━━━ SELECTED PASSAGE

Spradling also advanced the knowledge of egg production in the ovary. He discovered how groups of germ cells work together to enable some of them to develop into functional eggs. In both flies and mice, cytoplasmic filaments are reorganized and organelles are transported from cell to cell as part of this process. The reason these events take place remains unproven, but Spradling believes they help remove damaged molecules and organelles from the future oocytes, and transfer them to partner cells that will undergo programmed cell death.

The Peter and Patricia Gruber Foundation honors and encourages educational excellence, social justice and scientific achievements that better the human condition. The Foundation's Genetics Prize honors leading scientists for distinguished contributions in any realm of genetics research.

The Gruber Prize Program honors contemporary individuals in the fields of Cosmology, Genetics, Neuroscience, Justice and Women's Rights, whose groundbreaking work provides new models that inspire and enable fundamental shifts in knowledge and culture. The Selection Advisory Boards choose individuals whose contributions in their respective fields advance our knowledge and potentially have a profound impact on our lives.

Nominations for the 2009 prizes are now open (close on December 15, 2008). For more information about Foundation guidelines and priorities, as well as a profile of Spradling, photos, background information and nomination details for 2009, visit

2008 Gruber Genetics Prize Citation:

The official citation reads: The Peter and Patricia Gruber Foundation proudly presents the 2008 Genetics Prize to Allan C. Spradling, Ph.D. a leader in developmental genetics and stem cell biology.

━━━━━━

* TASKS TO CARRY OUT *
• A. In the Gruber Prize text, when do nominations for the 2009 prizes close?
• B. Please summarize the Gruber Prize text in two sentences.
• C. List everything the Gruber Prize text says the Peter and Patricia Gruber Foundation honors and encourages.
The lines that come after the Gruber Prize text have no connection to it.

━━━ DATA TO EXAMINE

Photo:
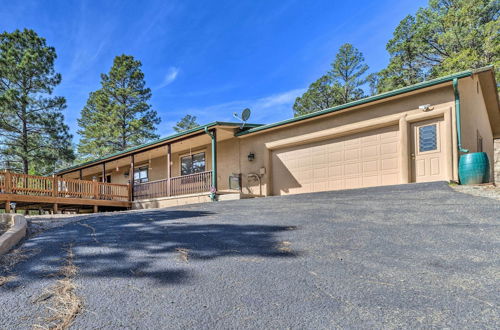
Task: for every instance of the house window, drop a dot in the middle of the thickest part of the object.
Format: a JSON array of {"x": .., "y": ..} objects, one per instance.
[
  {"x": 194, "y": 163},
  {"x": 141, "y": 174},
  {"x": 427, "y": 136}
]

━━━━━━
━━━ DATA TO EXAMINE

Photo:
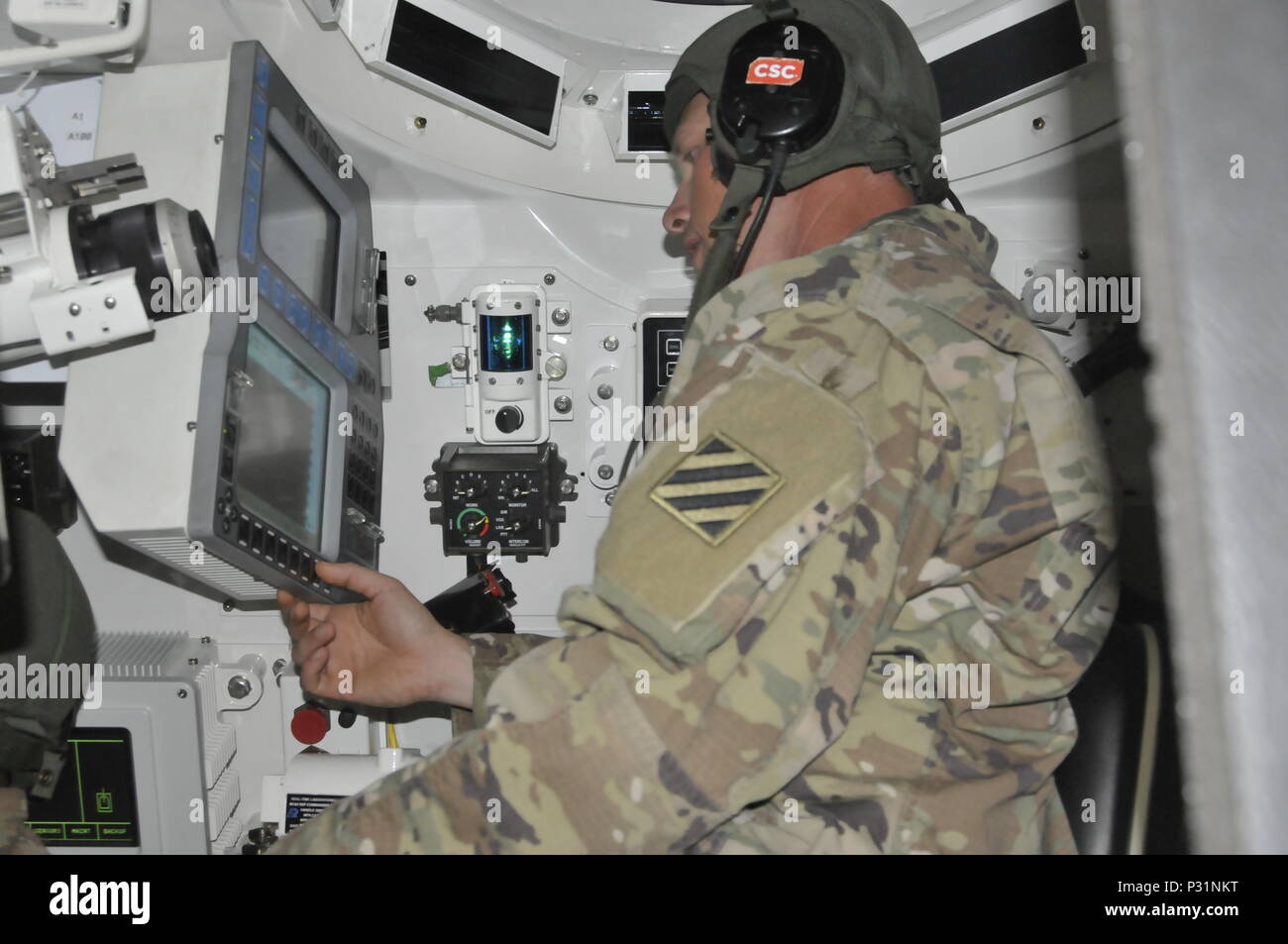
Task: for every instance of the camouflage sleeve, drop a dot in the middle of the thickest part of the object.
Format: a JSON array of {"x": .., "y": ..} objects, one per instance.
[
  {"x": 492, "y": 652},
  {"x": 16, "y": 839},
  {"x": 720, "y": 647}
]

━━━━━━

* SOLVED TASKS *
• A. December 15, 2008.

• B. Spradling discovered how groups of germ cells work together so that some of them develop into functional eggs, a process that in flies and mice involves reorganized cytoplasmic filaments and organelles transported from cell to cell. The Peter and Patricia Gruber Foundation, whose prize program honors groundbreaking work in cosmology, genetics, neuroscience, justice and women's rights, presented its 2008 Genetics Prize to Spradling as a leader in developmental genetics and stem cell biology.

• C. Educational excellence, social justice, scientific achievements that better the human condition